WHAT IS ASKED:
Find every line in the records that contains the word "cassock", and copy each of those lines in full.

EXTRACTED ENTRIES:

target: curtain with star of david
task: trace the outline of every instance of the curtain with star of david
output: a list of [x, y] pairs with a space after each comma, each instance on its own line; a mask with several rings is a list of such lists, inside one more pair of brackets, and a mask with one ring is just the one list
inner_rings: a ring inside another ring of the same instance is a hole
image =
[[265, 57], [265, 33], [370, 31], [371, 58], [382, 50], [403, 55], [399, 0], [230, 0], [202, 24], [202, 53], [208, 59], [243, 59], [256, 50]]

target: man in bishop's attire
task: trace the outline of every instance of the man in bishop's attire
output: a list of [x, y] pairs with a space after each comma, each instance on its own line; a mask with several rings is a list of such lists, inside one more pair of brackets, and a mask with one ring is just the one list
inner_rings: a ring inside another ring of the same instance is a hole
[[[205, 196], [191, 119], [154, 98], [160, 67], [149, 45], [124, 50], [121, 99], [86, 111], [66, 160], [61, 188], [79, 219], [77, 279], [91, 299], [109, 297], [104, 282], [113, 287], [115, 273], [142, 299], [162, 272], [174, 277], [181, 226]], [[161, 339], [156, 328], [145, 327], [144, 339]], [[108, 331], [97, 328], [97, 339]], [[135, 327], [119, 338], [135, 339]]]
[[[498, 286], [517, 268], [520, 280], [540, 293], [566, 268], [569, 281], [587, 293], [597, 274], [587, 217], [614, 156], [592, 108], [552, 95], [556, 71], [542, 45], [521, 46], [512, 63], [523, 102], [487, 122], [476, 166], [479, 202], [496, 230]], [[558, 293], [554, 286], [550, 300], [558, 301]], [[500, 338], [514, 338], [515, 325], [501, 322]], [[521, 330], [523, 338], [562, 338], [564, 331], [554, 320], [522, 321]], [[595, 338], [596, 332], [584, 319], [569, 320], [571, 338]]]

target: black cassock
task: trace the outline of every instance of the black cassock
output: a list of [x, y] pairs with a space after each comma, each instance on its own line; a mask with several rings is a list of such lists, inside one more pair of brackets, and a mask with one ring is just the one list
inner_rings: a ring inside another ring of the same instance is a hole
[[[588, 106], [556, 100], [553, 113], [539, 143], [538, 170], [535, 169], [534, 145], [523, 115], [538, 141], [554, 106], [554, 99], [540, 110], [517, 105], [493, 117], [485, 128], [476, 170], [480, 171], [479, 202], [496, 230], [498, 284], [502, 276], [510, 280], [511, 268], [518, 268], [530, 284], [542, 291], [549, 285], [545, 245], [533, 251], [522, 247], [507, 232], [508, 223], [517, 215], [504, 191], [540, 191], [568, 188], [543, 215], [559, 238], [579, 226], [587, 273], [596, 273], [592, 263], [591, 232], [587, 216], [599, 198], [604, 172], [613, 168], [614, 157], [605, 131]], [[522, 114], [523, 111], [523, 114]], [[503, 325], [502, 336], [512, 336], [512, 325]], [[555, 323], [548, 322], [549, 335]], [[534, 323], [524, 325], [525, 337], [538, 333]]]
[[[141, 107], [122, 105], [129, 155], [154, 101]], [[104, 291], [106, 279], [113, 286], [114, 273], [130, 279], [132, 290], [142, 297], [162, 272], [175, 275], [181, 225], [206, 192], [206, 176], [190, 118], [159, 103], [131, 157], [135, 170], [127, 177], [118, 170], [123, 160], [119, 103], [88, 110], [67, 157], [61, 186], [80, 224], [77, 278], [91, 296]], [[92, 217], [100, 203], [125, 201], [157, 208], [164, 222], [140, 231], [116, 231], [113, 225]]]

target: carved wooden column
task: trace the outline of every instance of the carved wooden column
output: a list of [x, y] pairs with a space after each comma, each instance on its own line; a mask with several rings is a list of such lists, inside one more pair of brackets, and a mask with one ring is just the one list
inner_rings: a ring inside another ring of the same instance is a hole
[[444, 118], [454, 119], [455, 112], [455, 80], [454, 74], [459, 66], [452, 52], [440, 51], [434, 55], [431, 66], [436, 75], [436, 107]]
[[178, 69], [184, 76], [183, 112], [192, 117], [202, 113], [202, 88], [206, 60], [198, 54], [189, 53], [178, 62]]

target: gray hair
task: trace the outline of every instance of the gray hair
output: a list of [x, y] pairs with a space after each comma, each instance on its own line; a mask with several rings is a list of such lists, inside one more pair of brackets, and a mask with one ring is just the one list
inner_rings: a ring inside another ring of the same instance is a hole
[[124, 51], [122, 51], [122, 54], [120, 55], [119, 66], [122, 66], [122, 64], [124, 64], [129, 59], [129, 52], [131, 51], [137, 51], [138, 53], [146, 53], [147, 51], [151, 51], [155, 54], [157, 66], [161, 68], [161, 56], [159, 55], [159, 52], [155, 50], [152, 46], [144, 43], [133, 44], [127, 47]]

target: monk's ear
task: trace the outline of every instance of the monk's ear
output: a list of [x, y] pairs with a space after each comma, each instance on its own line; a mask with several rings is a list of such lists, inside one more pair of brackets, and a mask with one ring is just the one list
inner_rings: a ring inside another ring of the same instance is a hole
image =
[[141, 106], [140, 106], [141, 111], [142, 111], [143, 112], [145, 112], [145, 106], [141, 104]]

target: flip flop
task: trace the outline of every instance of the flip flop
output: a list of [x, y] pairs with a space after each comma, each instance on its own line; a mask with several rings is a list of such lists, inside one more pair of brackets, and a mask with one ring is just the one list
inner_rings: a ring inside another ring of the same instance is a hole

EXERCISE RESULT:
target: black cassock
task: trace the outline of every instance of the black cassock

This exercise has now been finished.